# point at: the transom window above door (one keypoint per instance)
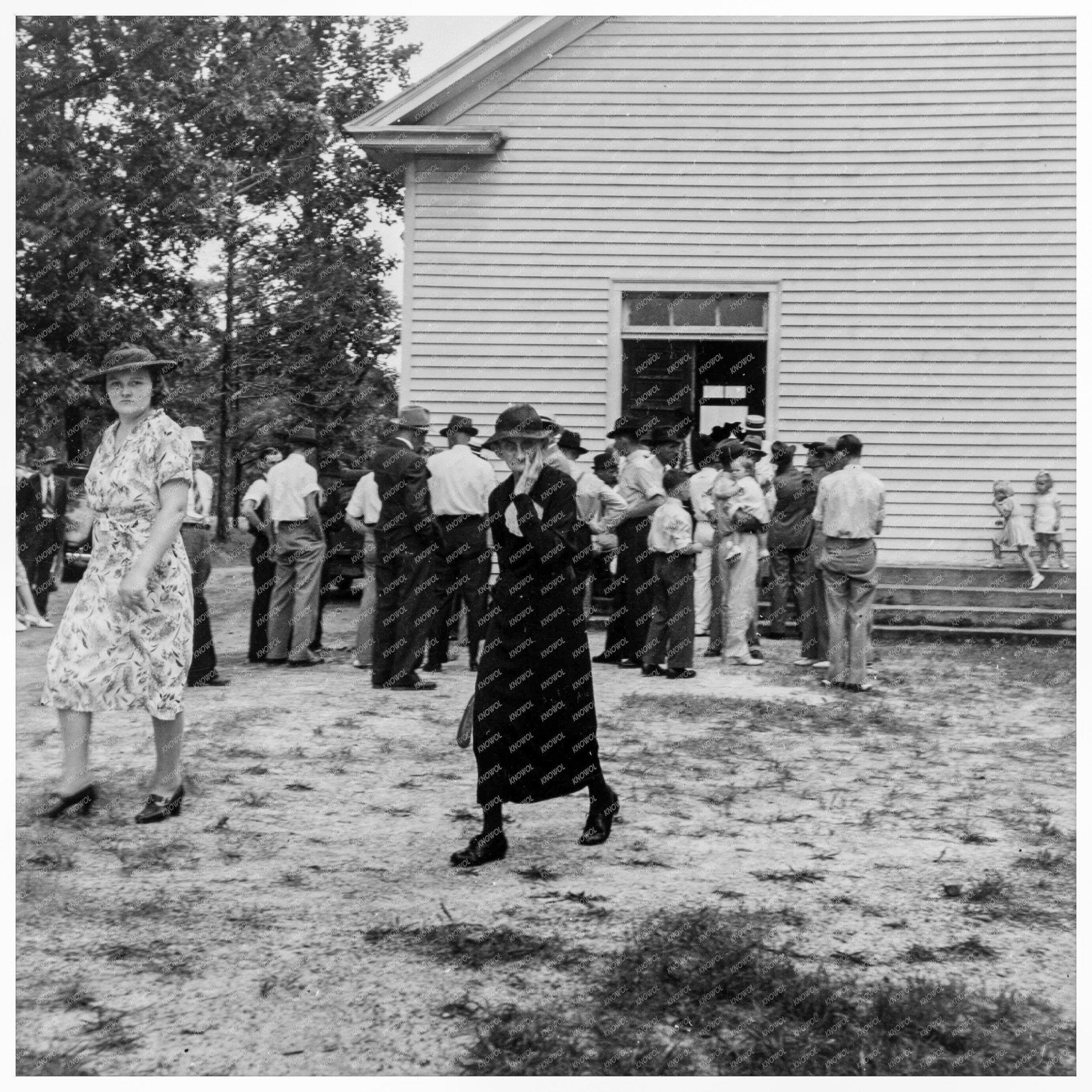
(720, 314)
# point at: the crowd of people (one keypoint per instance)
(681, 555)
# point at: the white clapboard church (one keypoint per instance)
(851, 224)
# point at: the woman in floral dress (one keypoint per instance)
(127, 636)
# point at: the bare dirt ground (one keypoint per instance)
(285, 922)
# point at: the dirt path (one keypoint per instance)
(268, 929)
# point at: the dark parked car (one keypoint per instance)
(79, 520)
(344, 548)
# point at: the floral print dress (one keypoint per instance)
(103, 655)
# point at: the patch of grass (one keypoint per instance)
(792, 876)
(701, 993)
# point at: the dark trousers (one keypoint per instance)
(198, 543)
(462, 568)
(37, 554)
(789, 578)
(406, 606)
(671, 631)
(264, 569)
(637, 566)
(814, 639)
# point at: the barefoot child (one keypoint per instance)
(1047, 521)
(1015, 533)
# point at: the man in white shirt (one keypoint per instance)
(459, 486)
(701, 502)
(300, 549)
(849, 513)
(197, 539)
(362, 515)
(600, 509)
(256, 510)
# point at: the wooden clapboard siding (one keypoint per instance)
(909, 183)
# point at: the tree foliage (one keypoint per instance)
(146, 144)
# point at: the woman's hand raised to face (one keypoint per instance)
(532, 468)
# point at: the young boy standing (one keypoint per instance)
(671, 542)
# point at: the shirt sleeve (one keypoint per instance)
(175, 462)
(355, 507)
(258, 492)
(821, 504)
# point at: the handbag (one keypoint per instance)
(465, 725)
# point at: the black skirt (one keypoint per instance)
(534, 707)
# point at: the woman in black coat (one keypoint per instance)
(534, 707)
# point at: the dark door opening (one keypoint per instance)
(693, 383)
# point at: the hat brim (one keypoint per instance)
(103, 373)
(527, 434)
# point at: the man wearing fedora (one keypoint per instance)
(600, 508)
(197, 539)
(300, 549)
(41, 501)
(407, 543)
(459, 486)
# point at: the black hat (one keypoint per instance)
(124, 358)
(626, 426)
(662, 435)
(572, 443)
(519, 423)
(461, 425)
(303, 435)
(730, 450)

To be done: Reproduce every record above exactly, omitting the pictures.

Answer for the task:
# point at: the transom window above door (one keypoint per instance)
(720, 314)
# point at: the crowd of people (one keypoint per instance)
(681, 555)
# point at: the white clapboard church (one keypoint per instance)
(851, 224)
# point at: the woman in floral dress (one keypoint per instance)
(127, 636)
# point at: the bare dirt ground (one keypoint per instance)
(285, 922)
# point at: the dirt path (one keypoint per instance)
(268, 929)
# point at: the dark parked car (one keypoint per instance)
(79, 520)
(344, 548)
# point at: the floral print dress (one keypoint per instance)
(103, 655)
# point at: the patch of grass (one keypoint per instance)
(792, 876)
(701, 993)
# point at: the dark trousers (one keypoint per instance)
(198, 543)
(462, 568)
(37, 554)
(789, 578)
(406, 606)
(671, 631)
(264, 569)
(637, 566)
(814, 639)
# point at: the barefoot child (one keypoint per instance)
(1047, 521)
(1015, 533)
# point at: the man in white shirt (one keypoint per instance)
(459, 486)
(701, 502)
(300, 549)
(849, 513)
(197, 539)
(362, 515)
(600, 509)
(256, 510)
# point at: the wooden clapboard siding (one keypoint per instance)
(909, 183)
# point at: the tree foliage (one keypoint per instance)
(146, 144)
# point at: the woman's hand raised to face (one keypoint per instance)
(532, 468)
# point at: the young boy standing (one keypoint per instance)
(671, 542)
# point at: the shirt sleeve (one keypoint per instance)
(175, 462)
(355, 507)
(258, 492)
(821, 504)
# point at: the handbag (one keypoint per instance)
(465, 725)
# point at: the black skirt (one keypoint per instance)
(534, 707)
# point at: the woman in black coat (one keypoint per instance)
(534, 707)
# point at: the dark door opening (one keypoint per instance)
(693, 383)
# point at: the hat brim (one keypoint per instance)
(103, 373)
(527, 434)
# point at: the man wearing fedora (one keypoint per instance)
(600, 508)
(197, 539)
(300, 549)
(41, 501)
(407, 543)
(459, 486)
# point at: the black hat (one keypoint per instance)
(124, 358)
(626, 426)
(662, 435)
(572, 443)
(519, 423)
(461, 425)
(303, 435)
(730, 450)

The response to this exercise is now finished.